In the text on St. John Henry Newman's poem "Penance," what is the term for the unsought difficulties we experience each day?

[start DOCUMENT SEGMENT]

Saint Cardinal John Henry Newman
Saint Cardinal John Henry Newman

St. John Henry Newman, who often wrote uplifting lyrical poetry, also wrote many somber verses. Since he used verse to express his inmost thoughts and feelings, St. John Henry would naturally turn to poetry when he wished to consider spiritual matters. His poem, “Penance” is an example, short but dense; the saint’s thoughts can help us as we continue our Lenten journey.

By penance we usually think of corporal or physical acts of atonement rather than the type of mortification which we understand as small privations. In broad terms, however, penance includes other forms of mortification, those that are not deliberately sought. Giving up something for Lent, or adding something extra for Lent, are all good, tried, and true forms of lenten discipline, referred to as active mortification. But what Newman writes of in the following verses is known as “passive mortification,” those unsought difficulties we experience each day.

At the Ash Wednesday service which begins Lent, we are reminded that we are dust, and to dust we shall return. These familiar words are at once both stark yet hopeful. For how easy it is to count and measure our days, one day turning into the next, one month to the next, one year to the next, with the assumption that our life stretches out before us. But this should not be the way of the Christian, a pilgrim on earth, traveling to eternity. And this is why the season of Lent is so necessary. We need to remember our mortality, so that we may be ready to meet Our Lord each and every day. Lent and lenten mortifications have a role in this preparation. We must die to self daily, so that we may be brought to the glory of His resurrection.

[end DOCUMENT SEGMENT]
[start ENTRIES PROVIDED]

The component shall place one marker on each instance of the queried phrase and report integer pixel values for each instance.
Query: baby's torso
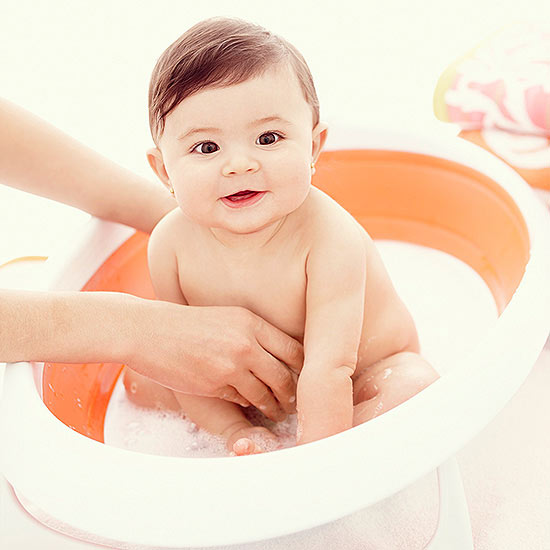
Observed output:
(273, 282)
(271, 285)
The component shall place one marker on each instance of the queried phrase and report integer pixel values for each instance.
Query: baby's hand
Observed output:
(252, 440)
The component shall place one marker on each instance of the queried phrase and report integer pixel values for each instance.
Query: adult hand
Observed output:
(225, 352)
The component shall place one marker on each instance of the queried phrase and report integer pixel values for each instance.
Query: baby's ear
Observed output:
(154, 156)
(319, 136)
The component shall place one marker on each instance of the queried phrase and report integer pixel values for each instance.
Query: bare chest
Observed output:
(272, 286)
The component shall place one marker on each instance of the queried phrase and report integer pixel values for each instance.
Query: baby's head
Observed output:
(235, 118)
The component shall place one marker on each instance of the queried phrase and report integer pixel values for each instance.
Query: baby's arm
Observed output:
(336, 274)
(215, 415)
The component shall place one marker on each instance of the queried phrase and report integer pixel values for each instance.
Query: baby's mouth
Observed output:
(243, 198)
(241, 195)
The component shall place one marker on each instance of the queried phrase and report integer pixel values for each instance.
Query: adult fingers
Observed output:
(259, 395)
(280, 345)
(229, 393)
(281, 382)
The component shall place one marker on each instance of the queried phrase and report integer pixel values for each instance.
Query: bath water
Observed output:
(450, 303)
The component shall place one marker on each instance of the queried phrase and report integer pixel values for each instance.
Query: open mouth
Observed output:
(243, 198)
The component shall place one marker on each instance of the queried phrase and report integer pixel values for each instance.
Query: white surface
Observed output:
(431, 283)
(430, 426)
(85, 68)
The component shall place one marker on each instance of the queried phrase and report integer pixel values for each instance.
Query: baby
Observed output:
(235, 119)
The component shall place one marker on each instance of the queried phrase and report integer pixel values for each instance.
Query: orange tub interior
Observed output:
(394, 195)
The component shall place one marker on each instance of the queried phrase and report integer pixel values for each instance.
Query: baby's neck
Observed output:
(242, 243)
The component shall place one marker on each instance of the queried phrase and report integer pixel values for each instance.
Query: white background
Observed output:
(85, 67)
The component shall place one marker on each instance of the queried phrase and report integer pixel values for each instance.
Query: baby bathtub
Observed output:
(445, 194)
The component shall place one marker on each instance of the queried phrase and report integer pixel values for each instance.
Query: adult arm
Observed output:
(38, 158)
(272, 398)
(193, 350)
(198, 350)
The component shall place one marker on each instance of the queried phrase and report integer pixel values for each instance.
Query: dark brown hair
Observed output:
(220, 52)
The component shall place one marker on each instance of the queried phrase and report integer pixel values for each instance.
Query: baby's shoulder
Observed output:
(330, 222)
(172, 229)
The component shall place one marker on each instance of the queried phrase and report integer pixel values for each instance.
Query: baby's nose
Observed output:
(241, 164)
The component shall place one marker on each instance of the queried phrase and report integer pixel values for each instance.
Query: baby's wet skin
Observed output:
(250, 440)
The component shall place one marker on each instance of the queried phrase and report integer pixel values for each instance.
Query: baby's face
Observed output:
(239, 157)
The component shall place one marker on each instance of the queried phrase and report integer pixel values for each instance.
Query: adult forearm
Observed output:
(65, 326)
(38, 158)
(324, 402)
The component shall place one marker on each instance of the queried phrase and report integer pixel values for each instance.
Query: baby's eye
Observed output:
(206, 147)
(269, 138)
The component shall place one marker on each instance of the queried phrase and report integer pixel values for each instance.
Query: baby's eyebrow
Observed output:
(212, 129)
(273, 118)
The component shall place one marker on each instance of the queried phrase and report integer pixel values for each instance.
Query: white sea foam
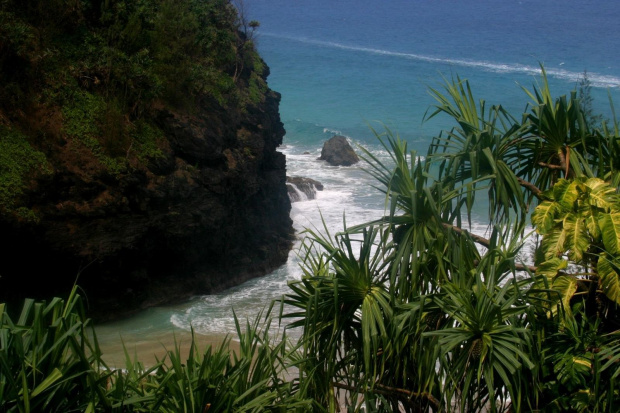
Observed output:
(596, 79)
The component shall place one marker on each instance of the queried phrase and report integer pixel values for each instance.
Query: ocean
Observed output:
(343, 66)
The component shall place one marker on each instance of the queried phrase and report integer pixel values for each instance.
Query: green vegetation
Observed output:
(410, 312)
(414, 312)
(18, 161)
(50, 363)
(93, 74)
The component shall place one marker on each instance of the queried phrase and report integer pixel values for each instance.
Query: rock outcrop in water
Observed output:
(337, 152)
(302, 189)
(152, 192)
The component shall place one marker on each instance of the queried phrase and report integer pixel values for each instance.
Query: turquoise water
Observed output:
(342, 64)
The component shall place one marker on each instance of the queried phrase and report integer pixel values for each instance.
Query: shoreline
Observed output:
(151, 348)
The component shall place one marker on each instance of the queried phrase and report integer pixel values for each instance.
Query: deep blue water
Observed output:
(341, 64)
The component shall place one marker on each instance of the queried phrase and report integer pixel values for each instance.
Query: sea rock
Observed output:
(301, 188)
(337, 152)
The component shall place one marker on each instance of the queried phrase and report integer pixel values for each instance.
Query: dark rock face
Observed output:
(209, 214)
(302, 189)
(338, 152)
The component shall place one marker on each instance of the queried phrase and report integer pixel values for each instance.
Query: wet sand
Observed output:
(149, 349)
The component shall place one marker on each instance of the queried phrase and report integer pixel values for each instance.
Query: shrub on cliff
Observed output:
(91, 71)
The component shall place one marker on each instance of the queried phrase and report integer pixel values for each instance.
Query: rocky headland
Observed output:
(142, 166)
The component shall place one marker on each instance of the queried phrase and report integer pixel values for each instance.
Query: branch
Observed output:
(389, 391)
(531, 187)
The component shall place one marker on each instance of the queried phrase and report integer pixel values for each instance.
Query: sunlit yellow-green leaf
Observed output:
(577, 240)
(553, 243)
(609, 274)
(565, 194)
(544, 215)
(592, 223)
(602, 195)
(551, 267)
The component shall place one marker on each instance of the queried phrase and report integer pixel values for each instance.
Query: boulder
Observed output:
(338, 152)
(302, 189)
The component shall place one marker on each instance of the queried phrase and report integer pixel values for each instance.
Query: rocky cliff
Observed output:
(149, 172)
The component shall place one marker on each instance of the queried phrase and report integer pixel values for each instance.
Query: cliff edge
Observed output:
(138, 150)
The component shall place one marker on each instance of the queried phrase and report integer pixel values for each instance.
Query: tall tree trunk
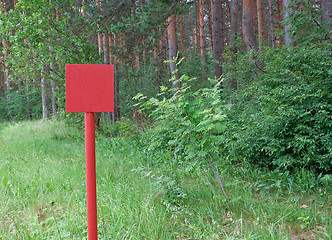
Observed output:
(201, 29)
(248, 24)
(162, 48)
(287, 14)
(279, 8)
(218, 38)
(210, 16)
(43, 92)
(116, 82)
(201, 36)
(327, 14)
(260, 22)
(106, 48)
(54, 99)
(192, 32)
(172, 50)
(181, 26)
(271, 23)
(228, 22)
(234, 23)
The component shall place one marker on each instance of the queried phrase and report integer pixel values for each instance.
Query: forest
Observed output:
(223, 111)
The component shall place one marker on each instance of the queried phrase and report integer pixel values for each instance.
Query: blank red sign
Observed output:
(89, 88)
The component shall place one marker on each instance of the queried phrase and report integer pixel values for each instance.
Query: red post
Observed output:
(90, 159)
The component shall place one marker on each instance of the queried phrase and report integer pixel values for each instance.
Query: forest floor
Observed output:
(42, 194)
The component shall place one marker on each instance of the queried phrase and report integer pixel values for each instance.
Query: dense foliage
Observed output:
(283, 118)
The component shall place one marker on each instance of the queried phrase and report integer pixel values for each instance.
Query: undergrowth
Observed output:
(144, 194)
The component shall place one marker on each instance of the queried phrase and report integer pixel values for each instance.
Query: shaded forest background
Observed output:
(256, 73)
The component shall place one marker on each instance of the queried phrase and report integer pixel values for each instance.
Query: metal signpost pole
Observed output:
(90, 160)
(90, 89)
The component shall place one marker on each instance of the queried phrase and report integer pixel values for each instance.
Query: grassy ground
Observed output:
(42, 193)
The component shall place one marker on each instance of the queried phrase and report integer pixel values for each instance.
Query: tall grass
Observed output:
(42, 193)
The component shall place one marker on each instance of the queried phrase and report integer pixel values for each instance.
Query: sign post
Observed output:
(90, 89)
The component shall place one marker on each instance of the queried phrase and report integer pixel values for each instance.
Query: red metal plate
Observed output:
(89, 88)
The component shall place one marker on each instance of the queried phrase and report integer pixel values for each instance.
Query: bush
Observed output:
(283, 118)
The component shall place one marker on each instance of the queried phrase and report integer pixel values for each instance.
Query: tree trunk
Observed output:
(228, 22)
(43, 91)
(106, 48)
(260, 22)
(192, 32)
(287, 14)
(234, 23)
(201, 29)
(248, 24)
(210, 16)
(271, 23)
(327, 14)
(54, 99)
(181, 26)
(279, 8)
(218, 38)
(163, 44)
(172, 51)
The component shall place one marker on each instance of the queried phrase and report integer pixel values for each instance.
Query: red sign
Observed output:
(89, 88)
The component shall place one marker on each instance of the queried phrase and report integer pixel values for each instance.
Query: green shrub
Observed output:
(189, 123)
(283, 118)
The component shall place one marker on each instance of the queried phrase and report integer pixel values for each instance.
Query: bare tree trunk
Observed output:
(201, 36)
(234, 22)
(279, 8)
(172, 50)
(201, 29)
(248, 24)
(218, 37)
(228, 22)
(271, 23)
(6, 77)
(260, 22)
(288, 12)
(192, 32)
(43, 91)
(210, 16)
(54, 99)
(106, 48)
(162, 48)
(181, 25)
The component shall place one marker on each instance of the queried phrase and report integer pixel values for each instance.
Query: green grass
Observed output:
(42, 193)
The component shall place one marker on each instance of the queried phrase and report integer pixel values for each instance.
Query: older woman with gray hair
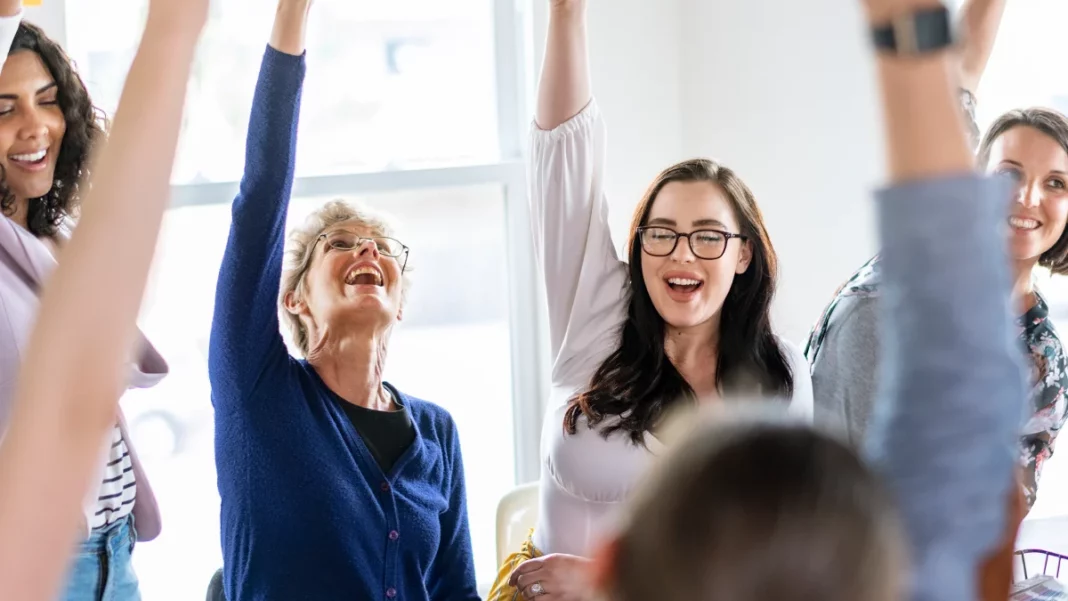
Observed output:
(333, 483)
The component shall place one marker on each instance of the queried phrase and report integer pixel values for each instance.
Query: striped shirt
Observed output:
(119, 488)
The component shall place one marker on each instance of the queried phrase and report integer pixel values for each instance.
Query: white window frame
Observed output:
(525, 315)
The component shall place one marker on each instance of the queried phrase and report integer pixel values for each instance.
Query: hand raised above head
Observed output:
(567, 4)
(10, 8)
(291, 24)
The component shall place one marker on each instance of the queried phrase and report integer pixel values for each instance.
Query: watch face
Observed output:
(915, 33)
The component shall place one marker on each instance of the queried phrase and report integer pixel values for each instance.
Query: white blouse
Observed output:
(584, 477)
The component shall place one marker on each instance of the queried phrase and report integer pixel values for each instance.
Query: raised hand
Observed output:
(68, 385)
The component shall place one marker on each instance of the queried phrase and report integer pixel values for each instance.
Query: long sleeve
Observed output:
(454, 566)
(245, 330)
(584, 279)
(953, 388)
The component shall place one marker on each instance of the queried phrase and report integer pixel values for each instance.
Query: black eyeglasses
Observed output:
(708, 244)
(344, 240)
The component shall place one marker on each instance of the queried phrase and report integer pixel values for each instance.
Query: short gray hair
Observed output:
(301, 244)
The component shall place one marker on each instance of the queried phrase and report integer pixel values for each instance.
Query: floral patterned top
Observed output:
(1049, 392)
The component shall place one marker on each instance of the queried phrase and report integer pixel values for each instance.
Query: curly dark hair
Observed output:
(85, 126)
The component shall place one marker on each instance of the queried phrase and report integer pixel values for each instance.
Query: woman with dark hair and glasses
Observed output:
(333, 483)
(685, 320)
(1031, 146)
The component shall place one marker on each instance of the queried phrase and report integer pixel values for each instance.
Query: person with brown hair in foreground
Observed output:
(75, 367)
(817, 527)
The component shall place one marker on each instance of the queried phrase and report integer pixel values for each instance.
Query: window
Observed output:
(412, 107)
(390, 84)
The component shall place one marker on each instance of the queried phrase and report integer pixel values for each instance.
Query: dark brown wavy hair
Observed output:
(85, 127)
(638, 382)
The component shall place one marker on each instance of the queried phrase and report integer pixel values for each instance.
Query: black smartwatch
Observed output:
(920, 32)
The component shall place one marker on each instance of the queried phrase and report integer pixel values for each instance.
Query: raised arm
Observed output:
(978, 24)
(454, 566)
(75, 366)
(583, 277)
(245, 331)
(11, 15)
(565, 75)
(947, 336)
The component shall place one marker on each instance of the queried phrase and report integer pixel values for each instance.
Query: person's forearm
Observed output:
(565, 75)
(925, 131)
(76, 363)
(291, 27)
(10, 8)
(978, 24)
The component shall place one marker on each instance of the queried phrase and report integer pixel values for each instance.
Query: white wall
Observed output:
(782, 92)
(49, 17)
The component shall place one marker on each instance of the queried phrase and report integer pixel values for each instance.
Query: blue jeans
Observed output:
(101, 569)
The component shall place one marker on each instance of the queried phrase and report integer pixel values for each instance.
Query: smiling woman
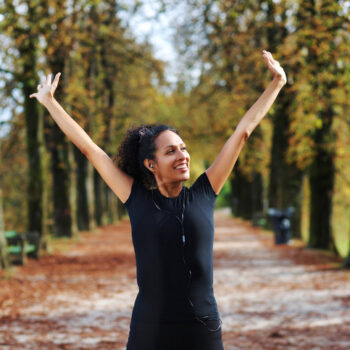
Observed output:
(172, 225)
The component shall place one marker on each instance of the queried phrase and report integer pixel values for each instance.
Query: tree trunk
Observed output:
(4, 261)
(285, 179)
(34, 136)
(322, 172)
(321, 186)
(247, 194)
(90, 195)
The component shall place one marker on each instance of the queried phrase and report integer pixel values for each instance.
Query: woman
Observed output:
(172, 225)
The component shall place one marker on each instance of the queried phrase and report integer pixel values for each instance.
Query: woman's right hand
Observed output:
(46, 89)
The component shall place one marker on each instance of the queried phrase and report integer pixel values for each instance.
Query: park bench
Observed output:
(21, 245)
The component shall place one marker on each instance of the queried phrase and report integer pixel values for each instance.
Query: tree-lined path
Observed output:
(269, 297)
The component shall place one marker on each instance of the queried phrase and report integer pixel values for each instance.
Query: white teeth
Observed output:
(181, 167)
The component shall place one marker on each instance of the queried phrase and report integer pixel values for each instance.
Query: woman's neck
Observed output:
(170, 190)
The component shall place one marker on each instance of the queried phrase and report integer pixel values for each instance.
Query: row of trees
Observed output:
(111, 81)
(311, 40)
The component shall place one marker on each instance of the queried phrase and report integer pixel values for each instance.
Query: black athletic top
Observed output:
(175, 279)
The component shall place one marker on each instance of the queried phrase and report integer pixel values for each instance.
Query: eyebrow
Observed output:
(182, 143)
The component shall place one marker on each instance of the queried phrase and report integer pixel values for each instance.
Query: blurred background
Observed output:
(195, 65)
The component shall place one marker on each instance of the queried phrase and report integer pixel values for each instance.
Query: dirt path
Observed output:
(269, 297)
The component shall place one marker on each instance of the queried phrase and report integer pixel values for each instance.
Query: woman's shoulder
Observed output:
(203, 185)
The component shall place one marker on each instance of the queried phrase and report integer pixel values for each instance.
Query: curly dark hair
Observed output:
(139, 144)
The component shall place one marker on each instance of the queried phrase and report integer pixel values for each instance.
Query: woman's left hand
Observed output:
(274, 67)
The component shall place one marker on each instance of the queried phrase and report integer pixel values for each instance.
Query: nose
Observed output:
(182, 153)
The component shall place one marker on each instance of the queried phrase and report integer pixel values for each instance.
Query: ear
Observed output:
(149, 164)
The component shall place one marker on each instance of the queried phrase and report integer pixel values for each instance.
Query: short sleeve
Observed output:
(135, 192)
(202, 184)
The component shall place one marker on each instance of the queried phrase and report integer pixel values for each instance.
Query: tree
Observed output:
(23, 29)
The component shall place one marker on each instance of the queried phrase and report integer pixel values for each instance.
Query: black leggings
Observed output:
(189, 335)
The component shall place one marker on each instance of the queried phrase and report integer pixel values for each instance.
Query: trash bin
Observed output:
(281, 219)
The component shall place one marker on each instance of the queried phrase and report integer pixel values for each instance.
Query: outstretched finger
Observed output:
(49, 79)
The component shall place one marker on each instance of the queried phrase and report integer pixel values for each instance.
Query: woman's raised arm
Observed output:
(221, 168)
(116, 179)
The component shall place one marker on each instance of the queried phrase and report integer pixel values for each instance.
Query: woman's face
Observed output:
(172, 161)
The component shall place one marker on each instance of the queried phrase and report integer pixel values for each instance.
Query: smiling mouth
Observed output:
(181, 167)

[end ENTRIES PROVIDED]

FINAL RESULT
Passive mortification.